_Supplied records_
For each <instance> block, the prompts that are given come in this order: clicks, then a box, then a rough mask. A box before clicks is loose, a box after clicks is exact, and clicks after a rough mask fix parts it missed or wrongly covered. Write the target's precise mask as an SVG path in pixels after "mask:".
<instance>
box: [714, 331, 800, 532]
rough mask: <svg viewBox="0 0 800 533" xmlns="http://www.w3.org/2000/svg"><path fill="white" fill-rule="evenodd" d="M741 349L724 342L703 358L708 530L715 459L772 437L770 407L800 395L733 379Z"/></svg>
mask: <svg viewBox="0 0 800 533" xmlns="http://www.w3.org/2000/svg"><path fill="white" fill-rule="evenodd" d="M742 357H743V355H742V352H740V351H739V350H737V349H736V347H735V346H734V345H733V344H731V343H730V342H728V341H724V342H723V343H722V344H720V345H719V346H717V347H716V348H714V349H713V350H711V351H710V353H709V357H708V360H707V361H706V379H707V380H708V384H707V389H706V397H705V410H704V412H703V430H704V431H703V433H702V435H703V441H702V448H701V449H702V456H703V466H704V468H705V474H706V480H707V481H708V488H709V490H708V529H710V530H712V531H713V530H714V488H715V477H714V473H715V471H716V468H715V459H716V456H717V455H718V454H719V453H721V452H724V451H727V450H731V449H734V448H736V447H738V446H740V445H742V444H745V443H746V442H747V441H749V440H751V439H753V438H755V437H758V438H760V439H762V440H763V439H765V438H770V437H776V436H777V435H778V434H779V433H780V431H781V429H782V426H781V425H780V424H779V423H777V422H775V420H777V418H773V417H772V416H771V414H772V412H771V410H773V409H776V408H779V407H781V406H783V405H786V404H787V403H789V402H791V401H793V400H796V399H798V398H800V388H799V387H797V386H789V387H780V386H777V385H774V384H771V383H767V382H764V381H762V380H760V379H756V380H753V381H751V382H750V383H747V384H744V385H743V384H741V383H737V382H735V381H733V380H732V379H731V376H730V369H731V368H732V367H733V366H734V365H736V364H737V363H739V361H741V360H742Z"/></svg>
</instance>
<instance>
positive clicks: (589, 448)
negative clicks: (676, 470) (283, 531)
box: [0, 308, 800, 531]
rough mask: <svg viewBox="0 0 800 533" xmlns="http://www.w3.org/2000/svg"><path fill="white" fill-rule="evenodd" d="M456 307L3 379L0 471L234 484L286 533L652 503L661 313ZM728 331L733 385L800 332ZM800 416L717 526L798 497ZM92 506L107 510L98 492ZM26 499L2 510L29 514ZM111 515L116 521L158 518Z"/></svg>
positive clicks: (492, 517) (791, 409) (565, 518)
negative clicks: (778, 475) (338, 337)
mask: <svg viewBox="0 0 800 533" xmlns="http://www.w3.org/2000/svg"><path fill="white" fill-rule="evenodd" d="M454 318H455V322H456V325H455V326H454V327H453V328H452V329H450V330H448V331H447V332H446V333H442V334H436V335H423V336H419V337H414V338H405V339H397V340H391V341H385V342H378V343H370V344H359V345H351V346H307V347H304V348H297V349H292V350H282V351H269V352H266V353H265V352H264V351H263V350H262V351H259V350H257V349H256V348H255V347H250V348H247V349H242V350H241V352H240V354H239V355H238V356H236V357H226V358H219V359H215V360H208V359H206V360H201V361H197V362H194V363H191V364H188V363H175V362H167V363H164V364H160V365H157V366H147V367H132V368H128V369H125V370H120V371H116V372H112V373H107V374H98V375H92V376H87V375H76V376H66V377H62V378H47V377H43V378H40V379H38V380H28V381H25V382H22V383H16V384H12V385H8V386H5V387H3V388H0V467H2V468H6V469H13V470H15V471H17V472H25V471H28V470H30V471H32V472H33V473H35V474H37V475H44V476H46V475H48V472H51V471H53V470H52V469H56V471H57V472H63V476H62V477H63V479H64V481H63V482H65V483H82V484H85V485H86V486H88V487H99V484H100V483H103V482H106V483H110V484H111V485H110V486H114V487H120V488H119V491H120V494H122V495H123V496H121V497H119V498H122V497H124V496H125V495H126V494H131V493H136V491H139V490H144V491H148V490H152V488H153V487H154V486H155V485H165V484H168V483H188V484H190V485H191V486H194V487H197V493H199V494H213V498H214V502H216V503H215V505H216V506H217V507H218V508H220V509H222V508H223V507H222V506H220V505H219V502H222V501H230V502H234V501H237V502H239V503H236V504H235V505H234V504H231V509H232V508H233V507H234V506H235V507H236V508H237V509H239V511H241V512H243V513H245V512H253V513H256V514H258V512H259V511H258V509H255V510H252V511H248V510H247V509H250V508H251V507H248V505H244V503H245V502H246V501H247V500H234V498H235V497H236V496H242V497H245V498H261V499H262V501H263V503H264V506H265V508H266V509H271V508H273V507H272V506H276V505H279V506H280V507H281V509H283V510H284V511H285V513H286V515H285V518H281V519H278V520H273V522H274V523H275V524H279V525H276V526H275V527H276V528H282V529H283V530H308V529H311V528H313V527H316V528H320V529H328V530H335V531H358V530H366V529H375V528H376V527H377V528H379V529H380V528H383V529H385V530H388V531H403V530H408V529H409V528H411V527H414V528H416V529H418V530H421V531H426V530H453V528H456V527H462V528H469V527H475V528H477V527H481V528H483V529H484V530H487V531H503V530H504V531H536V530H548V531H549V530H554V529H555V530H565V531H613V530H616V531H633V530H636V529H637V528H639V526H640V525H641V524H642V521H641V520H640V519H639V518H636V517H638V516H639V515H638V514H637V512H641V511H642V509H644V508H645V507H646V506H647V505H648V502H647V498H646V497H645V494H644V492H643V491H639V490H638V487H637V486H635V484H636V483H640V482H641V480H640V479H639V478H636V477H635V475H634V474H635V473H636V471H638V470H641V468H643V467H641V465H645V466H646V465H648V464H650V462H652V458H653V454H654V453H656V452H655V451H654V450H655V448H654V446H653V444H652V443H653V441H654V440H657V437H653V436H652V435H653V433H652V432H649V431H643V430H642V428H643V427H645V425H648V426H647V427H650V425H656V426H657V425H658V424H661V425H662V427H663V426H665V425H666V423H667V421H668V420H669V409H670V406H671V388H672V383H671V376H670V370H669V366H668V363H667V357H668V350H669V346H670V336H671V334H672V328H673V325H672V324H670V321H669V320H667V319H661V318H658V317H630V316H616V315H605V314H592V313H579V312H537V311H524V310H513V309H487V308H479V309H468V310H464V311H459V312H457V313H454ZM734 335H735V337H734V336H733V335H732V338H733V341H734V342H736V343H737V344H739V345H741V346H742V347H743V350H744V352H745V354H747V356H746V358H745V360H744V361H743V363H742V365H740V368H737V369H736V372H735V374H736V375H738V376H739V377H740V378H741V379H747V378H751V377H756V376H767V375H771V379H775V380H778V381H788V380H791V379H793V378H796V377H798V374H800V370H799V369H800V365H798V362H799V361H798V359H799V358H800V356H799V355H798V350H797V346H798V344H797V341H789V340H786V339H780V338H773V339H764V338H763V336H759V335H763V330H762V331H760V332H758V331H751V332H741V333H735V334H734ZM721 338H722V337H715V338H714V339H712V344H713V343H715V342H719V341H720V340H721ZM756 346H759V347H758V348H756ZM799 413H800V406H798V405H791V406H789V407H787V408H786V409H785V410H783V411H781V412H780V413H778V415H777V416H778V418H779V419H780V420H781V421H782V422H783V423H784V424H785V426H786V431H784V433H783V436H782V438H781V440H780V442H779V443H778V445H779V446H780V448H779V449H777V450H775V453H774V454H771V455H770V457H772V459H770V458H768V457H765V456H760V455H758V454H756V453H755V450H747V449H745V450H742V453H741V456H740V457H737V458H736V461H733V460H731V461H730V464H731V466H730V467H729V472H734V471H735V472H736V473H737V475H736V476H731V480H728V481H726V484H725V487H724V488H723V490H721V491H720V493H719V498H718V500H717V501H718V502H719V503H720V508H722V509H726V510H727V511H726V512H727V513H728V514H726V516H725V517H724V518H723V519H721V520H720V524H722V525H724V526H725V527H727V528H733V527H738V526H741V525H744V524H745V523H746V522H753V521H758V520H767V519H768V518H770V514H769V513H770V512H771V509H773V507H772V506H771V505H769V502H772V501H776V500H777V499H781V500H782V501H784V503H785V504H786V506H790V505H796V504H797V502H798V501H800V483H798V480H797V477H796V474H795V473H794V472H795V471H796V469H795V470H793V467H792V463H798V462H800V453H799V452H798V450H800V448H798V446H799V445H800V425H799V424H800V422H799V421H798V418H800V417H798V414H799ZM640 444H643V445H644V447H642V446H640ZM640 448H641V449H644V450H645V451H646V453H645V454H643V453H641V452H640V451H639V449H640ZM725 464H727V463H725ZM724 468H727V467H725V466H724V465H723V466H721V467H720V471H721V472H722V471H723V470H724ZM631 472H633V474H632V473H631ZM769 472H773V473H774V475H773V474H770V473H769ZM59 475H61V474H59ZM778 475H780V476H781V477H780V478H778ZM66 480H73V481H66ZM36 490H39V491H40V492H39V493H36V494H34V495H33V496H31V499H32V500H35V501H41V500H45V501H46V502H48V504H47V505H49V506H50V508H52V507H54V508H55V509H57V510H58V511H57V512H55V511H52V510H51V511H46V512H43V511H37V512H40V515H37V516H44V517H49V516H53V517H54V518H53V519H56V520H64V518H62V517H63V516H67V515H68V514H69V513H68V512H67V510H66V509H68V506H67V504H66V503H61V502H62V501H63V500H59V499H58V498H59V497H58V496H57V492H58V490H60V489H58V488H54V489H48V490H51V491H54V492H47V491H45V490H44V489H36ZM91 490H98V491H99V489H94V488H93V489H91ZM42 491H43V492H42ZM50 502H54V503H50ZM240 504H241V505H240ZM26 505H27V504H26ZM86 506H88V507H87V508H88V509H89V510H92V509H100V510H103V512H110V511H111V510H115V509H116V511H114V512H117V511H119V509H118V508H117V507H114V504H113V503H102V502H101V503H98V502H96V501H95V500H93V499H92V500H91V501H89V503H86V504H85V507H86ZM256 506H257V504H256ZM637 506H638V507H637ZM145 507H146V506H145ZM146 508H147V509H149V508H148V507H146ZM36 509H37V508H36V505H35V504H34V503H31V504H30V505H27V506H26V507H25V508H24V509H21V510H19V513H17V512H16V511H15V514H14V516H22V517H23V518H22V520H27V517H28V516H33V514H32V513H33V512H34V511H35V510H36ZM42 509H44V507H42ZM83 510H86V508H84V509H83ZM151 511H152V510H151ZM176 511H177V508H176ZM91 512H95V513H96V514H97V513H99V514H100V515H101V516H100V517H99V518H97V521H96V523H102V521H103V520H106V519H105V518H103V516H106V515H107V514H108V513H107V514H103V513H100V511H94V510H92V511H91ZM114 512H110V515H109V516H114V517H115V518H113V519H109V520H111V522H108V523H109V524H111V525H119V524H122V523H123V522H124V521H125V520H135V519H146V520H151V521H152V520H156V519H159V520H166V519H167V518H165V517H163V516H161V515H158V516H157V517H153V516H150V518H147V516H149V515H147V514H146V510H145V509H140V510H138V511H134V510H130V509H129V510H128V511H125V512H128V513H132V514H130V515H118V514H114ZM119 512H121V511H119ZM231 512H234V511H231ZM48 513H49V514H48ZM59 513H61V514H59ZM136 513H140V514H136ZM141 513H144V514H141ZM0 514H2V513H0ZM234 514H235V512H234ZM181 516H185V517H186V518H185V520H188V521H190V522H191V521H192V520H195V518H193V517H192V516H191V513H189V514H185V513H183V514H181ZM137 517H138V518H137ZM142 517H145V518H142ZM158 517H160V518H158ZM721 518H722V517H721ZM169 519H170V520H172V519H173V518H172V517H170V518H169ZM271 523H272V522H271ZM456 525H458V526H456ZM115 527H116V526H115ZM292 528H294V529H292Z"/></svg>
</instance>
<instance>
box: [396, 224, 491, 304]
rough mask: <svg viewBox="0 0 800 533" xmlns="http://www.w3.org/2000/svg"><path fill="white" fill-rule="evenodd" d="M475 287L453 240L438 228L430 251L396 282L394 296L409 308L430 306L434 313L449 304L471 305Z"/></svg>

_Exercise description_
Every line from the top of the material above through the line holding "box: [714, 331, 800, 532]" should be reproduced word for word, and nothing beyond it.

_Written answer_
For each <instance> block, the prompts that are given come in this order: clicks, then a box, then a rough mask. A box before clicks is loose, a box after clicks is exact, and clicks after a rough mask fix parts it missed or wrongly covered. Write the target's precise mask as an SVG path in pixels after "mask:".
<instance>
box: [714, 331, 800, 532]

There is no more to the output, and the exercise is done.